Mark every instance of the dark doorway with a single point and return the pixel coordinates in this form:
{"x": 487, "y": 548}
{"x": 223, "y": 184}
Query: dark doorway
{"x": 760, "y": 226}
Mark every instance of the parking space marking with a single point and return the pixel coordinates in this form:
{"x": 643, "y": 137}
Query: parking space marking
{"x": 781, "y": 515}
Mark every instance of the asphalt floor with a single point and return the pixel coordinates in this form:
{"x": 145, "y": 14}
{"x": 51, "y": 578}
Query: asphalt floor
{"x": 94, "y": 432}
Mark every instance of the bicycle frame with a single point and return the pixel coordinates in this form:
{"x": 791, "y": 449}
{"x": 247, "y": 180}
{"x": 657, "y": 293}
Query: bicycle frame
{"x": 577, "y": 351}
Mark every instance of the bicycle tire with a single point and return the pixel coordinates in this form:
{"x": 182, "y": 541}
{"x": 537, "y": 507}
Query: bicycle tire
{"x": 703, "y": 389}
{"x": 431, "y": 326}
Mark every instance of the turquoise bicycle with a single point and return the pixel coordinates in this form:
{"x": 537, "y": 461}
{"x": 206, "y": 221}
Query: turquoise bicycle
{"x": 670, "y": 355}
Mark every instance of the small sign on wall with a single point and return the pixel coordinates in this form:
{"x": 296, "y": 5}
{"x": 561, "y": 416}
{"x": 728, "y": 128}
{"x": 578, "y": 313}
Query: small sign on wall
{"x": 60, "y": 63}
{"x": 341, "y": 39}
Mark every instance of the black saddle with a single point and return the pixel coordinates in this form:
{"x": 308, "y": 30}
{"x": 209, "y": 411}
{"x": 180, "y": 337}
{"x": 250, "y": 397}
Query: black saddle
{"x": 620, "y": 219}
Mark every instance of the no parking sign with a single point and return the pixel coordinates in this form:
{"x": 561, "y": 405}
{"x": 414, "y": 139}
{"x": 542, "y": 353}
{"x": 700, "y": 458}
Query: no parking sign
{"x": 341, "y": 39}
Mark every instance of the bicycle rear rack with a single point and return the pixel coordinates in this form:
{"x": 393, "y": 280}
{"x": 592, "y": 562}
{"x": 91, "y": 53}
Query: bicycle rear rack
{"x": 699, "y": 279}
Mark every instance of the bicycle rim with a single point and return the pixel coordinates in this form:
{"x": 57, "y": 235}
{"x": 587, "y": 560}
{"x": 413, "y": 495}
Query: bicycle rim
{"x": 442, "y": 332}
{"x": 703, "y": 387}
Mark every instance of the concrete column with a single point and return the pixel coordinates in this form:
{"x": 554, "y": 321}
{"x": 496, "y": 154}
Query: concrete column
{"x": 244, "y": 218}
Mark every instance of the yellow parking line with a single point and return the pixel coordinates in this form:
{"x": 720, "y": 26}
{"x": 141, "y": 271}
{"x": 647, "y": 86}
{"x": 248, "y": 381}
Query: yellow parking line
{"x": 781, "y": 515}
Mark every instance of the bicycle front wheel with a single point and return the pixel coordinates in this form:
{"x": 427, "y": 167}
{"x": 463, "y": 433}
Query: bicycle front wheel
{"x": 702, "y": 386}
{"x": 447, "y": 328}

* * * *

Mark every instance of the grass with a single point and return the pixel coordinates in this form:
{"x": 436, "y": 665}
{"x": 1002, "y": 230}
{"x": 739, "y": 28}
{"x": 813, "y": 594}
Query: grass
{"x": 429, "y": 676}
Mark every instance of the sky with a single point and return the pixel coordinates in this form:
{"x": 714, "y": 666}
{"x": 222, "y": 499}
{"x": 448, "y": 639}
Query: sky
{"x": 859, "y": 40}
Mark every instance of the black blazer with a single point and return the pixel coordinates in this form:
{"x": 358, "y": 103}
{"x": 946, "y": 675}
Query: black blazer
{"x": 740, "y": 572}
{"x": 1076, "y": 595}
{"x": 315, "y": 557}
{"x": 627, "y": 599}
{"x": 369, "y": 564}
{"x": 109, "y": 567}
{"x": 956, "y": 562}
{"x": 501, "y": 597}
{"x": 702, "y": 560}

* * * *

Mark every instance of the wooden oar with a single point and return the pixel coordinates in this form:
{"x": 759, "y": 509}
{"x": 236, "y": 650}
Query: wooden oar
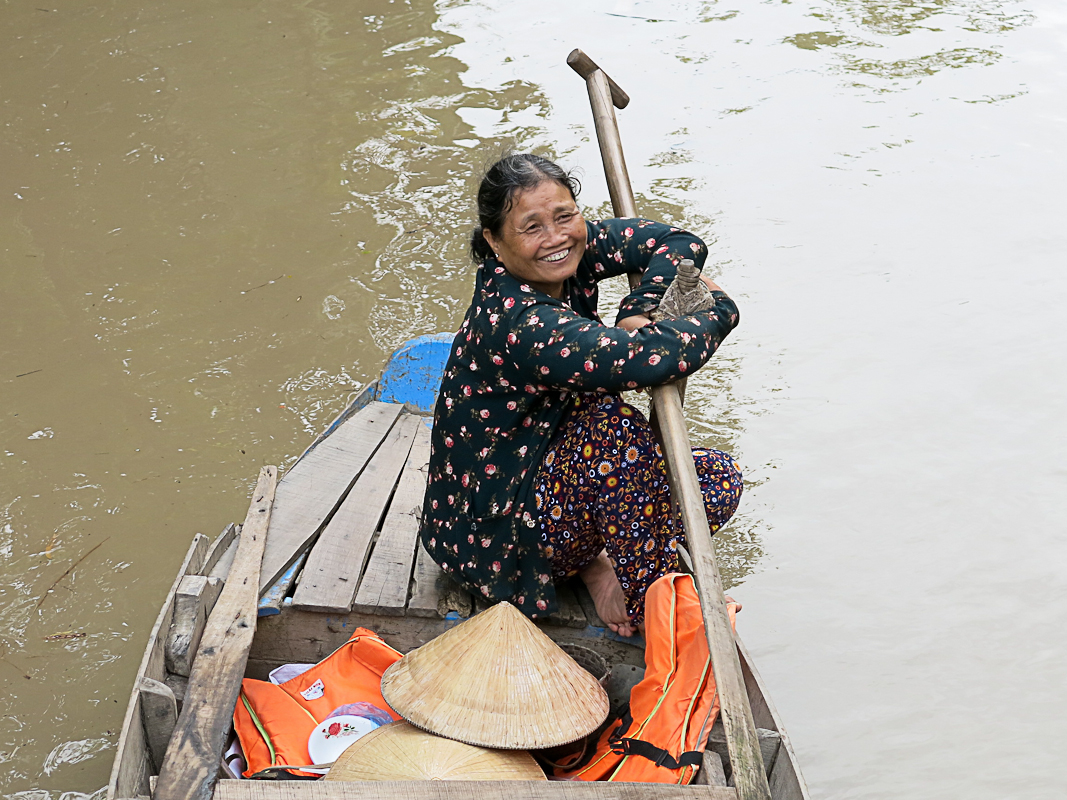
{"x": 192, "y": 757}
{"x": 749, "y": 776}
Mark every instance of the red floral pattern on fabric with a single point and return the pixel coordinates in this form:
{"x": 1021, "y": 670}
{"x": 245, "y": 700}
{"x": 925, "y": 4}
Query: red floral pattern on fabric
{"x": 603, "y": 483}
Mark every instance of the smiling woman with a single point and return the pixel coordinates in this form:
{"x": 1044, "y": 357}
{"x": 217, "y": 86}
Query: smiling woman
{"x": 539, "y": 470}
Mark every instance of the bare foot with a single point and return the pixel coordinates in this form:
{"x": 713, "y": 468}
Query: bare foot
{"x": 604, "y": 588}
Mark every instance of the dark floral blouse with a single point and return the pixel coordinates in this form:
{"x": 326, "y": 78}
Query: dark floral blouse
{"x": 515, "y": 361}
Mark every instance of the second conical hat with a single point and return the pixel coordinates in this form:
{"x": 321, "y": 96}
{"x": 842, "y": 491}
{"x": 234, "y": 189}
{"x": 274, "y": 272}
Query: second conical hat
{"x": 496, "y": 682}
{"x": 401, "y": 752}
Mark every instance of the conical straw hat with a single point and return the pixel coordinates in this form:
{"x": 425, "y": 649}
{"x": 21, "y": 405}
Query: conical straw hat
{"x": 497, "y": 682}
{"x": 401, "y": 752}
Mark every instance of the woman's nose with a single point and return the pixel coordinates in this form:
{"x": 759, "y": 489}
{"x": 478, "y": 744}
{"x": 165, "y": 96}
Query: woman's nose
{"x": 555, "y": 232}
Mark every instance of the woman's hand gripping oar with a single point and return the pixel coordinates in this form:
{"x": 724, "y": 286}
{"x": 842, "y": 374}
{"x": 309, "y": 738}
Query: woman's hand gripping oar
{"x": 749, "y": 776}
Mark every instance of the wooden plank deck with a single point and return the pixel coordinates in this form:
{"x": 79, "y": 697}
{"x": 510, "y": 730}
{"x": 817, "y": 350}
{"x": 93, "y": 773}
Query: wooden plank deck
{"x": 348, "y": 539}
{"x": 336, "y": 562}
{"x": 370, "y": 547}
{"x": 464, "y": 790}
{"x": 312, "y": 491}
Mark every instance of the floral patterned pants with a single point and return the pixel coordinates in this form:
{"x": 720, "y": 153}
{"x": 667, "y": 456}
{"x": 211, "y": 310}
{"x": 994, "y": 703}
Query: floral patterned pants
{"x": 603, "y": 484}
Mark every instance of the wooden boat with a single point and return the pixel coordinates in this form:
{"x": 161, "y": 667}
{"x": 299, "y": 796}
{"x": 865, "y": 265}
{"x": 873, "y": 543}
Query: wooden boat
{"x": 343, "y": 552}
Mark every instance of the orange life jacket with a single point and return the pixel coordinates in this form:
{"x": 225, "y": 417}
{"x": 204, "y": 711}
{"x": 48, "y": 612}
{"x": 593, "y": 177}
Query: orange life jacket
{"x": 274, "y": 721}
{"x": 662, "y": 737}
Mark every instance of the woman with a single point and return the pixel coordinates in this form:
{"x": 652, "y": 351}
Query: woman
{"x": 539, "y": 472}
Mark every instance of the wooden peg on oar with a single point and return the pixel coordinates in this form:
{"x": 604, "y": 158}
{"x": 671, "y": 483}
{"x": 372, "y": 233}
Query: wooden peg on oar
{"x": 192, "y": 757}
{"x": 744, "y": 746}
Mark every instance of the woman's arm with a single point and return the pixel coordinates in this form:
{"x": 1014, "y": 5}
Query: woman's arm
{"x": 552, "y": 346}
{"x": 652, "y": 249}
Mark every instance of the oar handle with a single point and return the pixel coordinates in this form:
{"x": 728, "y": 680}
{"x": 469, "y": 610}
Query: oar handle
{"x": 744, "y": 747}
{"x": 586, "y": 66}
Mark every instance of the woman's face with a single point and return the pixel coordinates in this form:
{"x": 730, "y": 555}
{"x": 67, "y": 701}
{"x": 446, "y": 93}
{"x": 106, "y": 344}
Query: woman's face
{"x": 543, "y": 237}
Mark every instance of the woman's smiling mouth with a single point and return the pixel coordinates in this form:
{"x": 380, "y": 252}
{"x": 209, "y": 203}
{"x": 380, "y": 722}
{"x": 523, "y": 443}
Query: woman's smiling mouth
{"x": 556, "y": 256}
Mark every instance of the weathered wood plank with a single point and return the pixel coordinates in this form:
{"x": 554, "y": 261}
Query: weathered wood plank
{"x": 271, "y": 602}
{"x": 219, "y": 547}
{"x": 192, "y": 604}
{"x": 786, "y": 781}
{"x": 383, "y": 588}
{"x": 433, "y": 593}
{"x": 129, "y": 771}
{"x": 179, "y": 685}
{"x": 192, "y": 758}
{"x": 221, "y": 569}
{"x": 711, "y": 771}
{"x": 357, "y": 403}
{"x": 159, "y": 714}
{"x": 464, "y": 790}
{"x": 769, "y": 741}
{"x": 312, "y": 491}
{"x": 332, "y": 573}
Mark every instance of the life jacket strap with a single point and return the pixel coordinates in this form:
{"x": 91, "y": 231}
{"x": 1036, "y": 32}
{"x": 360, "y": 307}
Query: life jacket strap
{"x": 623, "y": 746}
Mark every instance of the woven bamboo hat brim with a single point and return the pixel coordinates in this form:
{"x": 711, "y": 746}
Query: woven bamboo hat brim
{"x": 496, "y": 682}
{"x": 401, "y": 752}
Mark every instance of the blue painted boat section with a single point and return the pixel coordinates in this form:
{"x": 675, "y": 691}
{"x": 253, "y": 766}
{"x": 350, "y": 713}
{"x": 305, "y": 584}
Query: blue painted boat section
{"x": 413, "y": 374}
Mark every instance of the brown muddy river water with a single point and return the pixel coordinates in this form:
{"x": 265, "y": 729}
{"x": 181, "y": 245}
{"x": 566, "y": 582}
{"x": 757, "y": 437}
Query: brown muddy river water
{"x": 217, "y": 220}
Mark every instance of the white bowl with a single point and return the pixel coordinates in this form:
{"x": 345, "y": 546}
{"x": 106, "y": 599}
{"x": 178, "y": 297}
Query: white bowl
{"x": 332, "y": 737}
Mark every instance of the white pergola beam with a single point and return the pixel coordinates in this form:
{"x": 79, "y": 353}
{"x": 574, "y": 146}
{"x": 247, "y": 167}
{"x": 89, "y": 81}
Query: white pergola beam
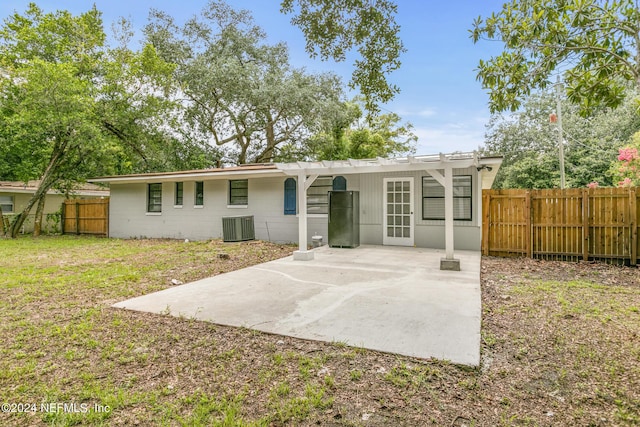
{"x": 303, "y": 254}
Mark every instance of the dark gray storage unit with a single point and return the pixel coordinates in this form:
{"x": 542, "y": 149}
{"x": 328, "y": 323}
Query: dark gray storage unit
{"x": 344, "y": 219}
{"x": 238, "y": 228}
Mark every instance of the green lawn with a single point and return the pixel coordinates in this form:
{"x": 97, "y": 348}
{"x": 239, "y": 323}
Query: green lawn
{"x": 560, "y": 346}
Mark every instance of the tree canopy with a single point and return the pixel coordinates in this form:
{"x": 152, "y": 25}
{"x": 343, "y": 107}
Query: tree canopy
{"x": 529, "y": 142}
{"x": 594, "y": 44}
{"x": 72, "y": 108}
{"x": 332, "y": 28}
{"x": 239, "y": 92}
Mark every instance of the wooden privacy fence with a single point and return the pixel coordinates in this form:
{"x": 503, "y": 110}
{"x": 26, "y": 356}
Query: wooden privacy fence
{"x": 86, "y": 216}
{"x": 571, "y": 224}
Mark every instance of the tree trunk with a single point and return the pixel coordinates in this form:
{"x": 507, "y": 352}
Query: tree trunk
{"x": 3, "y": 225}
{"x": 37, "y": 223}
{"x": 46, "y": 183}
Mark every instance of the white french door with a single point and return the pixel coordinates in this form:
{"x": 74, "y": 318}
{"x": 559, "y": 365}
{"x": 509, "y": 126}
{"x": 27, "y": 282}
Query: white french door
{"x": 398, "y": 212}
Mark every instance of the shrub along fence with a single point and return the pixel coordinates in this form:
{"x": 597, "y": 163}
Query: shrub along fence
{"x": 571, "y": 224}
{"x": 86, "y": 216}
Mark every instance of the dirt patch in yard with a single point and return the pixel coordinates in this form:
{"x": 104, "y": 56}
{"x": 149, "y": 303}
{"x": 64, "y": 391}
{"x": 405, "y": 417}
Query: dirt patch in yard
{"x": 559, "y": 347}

* * * *

THE EXERCISE.
Pull out every line of the data above that contains the word "smiling", matching case exactly.

CORRECT RESULT.
Mark every instance of the smiling woman with a single point and return the pixel coordinates in this form:
Query: smiling woman
Mark every instance of the woman's smiling mouth with a single point and return the pixel coordinates in this form:
Query: woman's smiling mouth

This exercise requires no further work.